■ Task material
Segment Open

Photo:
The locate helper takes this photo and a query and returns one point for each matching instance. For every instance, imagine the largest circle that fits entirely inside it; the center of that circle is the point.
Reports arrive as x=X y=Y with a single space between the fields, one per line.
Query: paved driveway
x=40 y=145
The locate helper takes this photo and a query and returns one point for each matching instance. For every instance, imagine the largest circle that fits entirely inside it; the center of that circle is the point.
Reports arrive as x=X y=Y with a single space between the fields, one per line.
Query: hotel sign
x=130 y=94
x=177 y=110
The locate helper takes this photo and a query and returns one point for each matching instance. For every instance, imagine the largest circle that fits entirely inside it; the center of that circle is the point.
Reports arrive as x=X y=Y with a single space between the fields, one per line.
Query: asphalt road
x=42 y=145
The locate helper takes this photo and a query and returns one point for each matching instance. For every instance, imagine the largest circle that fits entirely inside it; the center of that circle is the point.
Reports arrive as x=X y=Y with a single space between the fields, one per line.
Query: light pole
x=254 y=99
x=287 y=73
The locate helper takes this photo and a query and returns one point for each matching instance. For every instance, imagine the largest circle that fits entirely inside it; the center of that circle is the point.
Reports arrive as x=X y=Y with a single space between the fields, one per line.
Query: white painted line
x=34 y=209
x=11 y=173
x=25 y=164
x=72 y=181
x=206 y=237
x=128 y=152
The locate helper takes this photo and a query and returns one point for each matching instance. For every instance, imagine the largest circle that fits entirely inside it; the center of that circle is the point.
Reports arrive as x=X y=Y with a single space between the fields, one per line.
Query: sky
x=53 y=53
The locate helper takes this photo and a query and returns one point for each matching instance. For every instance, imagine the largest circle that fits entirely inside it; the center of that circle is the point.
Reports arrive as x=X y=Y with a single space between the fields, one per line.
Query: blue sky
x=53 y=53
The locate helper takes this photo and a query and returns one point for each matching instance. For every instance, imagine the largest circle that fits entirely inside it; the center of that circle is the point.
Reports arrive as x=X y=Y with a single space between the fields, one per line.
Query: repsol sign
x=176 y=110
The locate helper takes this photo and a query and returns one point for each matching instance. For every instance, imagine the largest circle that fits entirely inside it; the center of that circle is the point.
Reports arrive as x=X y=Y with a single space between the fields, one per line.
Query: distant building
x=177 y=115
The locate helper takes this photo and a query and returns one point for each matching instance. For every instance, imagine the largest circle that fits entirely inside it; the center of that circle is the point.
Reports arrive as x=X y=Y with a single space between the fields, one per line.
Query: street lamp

Segment Closed

All of the data above must be retyped exactly.

Photo:
The locate helper takes this photo and a query and returns one point for each matching instance. For every instance, imagine the largest circle that fits entirely inside it; the center of that circle is the point.
Reports arrive as x=X y=Y with a single space between the fields, one per line.
Query: paved driveway
x=40 y=145
The locate helper takes this photo and a query and returns one point for each matching instance. For every instance, imagine the largest circle that fits entirely inside it; the center of that circle is the point.
Reports arrive as x=X y=Y with a single space between the fields, one per line.
Query: hotel sign
x=130 y=94
x=177 y=110
The locate helper takes this photo and a query and returns one point for each matching instance. For every instance, imagine the largest circle that fits entirely inside it; the center of that circle is the point.
Reports arrive as x=X y=Y with a single space between the fields, one per line.
Query: asphalt road
x=42 y=145
The locate helper takes this photo and a query and returns one point for each matching instance. For every instance, imagine the largest circle that fits entirely inside it; the center of that circle is the point.
Reports arrive as x=X y=Y with a single space between the fields, one per line.
Query: light pole
x=254 y=99
x=287 y=73
The locate helper takes this photo and a query and returns one point for each matching instance. For every instance, imagine the largest circle that fits entirely inside it; the center of that circle is the point.
Reports arrive as x=X y=Y with a single space between the fields, one per line.
Query: white painted line
x=34 y=209
x=11 y=173
x=25 y=164
x=72 y=181
x=206 y=237
x=128 y=152
The locate helper takes this photo and a query and returns one point for each matching instance. For every instance, imagine the largest circle that fits entirely inside it; the center of that circle is the point.
Reports arrive as x=X y=Y with a single space between the fields, one per line.
Query: sky
x=53 y=53
The locate helper takes this photo and a query and returns one point for each matching instance. For every instance, imagine the largest circle that fits entirely inside it; the center of that circle is the point.
Reports arrive as x=X y=Y with a single space between the fields, one per line.
Query: blue sky
x=53 y=53
The locate helper takes this photo and a query and returns one point for each matching instance. For every instance, imagine the largest circle that fits entirely inside it; the center of that circle is the point.
Reports arrive as x=X y=Y with a single space between the fields, one per line.
Query: repsol sign
x=176 y=110
The locate helper takes this photo and a query and returns one point for each matching instance. For every instance, imagine the largest circle that fits entirely inside it; the center of that circle is the point.
Reports arrive as x=X y=Y with a single space between the fields, one per line.
Query: distant building
x=177 y=115
The locate helper takes this photo and a query and returns one point for each matching instance. For every instance, imagine the largest circle that fits entirely inside it; the center of that circle is the point.
Reports arrive as x=X y=Y with a single space between the fields, one per line.
Query: street lamp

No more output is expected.